* **Exercise task**:
Every line below should be repeated exactly.

* **Task material**:

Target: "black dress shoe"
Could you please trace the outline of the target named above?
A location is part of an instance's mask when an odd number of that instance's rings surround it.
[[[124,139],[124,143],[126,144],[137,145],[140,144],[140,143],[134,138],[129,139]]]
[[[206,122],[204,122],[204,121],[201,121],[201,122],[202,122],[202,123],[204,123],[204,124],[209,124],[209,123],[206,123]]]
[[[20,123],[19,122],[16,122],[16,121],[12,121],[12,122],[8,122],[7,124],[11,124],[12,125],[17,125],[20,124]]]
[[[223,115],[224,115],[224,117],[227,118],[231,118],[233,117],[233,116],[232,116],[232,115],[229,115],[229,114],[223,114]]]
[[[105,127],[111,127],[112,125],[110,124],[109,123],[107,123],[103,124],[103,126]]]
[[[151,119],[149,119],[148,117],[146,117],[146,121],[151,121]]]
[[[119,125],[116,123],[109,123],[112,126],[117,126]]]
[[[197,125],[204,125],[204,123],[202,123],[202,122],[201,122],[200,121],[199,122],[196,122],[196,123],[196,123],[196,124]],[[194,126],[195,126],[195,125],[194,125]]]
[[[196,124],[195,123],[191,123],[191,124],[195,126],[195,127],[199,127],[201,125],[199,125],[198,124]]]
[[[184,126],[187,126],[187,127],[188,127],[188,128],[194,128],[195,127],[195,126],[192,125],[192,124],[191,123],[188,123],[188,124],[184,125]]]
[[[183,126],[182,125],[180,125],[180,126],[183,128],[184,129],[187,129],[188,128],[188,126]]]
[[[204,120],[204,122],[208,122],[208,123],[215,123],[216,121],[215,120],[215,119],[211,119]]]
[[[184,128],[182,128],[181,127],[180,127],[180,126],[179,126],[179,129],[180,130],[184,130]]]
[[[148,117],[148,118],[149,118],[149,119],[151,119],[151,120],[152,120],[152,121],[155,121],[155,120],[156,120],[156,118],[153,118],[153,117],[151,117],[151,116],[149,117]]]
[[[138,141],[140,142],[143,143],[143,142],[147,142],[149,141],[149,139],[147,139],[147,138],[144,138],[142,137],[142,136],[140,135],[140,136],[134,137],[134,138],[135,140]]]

* **Response**:
Target: "black dress shoe"
Could you please trace the outline of the target named above?
A location is part of an instance's mask when an odd number of that instance's rings surround it.
[[[124,139],[124,143],[126,144],[137,145],[140,144],[140,143],[134,138],[129,139]]]
[[[206,122],[204,122],[204,121],[201,121],[201,122],[202,122],[202,123],[204,123],[204,124],[209,124],[209,123],[206,123]]]
[[[20,123],[19,122],[16,122],[16,121],[12,121],[12,122],[8,122],[7,124],[11,124],[12,125],[17,125],[20,124]]]
[[[223,115],[224,115],[224,117],[227,118],[231,118],[233,117],[233,116],[232,116],[232,115],[229,115],[229,114],[223,114]]]
[[[105,127],[111,127],[112,125],[110,124],[109,123],[107,123],[103,124],[103,126]]]
[[[151,119],[149,119],[148,117],[146,117],[146,121],[151,121]]]
[[[119,125],[116,123],[109,123],[112,126],[117,126]]]
[[[197,125],[204,125],[204,123],[202,123],[202,122],[201,122],[200,121],[199,122],[196,122],[196,123],[196,123],[196,124]],[[194,126],[195,126],[195,125],[194,125]]]
[[[196,124],[195,123],[191,123],[191,124],[195,126],[195,127],[199,127],[201,125],[199,125],[198,124]]]
[[[184,126],[187,126],[187,127],[188,127],[188,128],[194,128],[195,127],[195,126],[192,125],[192,124],[191,123],[188,123],[188,124],[184,125]]]
[[[183,126],[182,125],[180,125],[180,126],[183,128],[184,129],[187,129],[188,128],[188,126]]]
[[[204,120],[204,122],[208,122],[208,123],[215,123],[216,121],[215,120],[215,119],[211,119]]]
[[[184,128],[182,128],[181,127],[180,127],[180,126],[179,126],[179,129],[180,130],[184,130]]]
[[[148,117],[148,118],[149,118],[149,119],[151,119],[151,120],[152,120],[152,121],[155,121],[155,120],[156,120],[156,118],[153,118],[153,117],[151,117],[151,116],[149,117]]]
[[[138,141],[140,142],[143,143],[143,142],[147,142],[149,141],[149,139],[147,139],[147,138],[144,138],[142,137],[142,136],[140,135],[140,136],[134,137],[134,138],[135,140]]]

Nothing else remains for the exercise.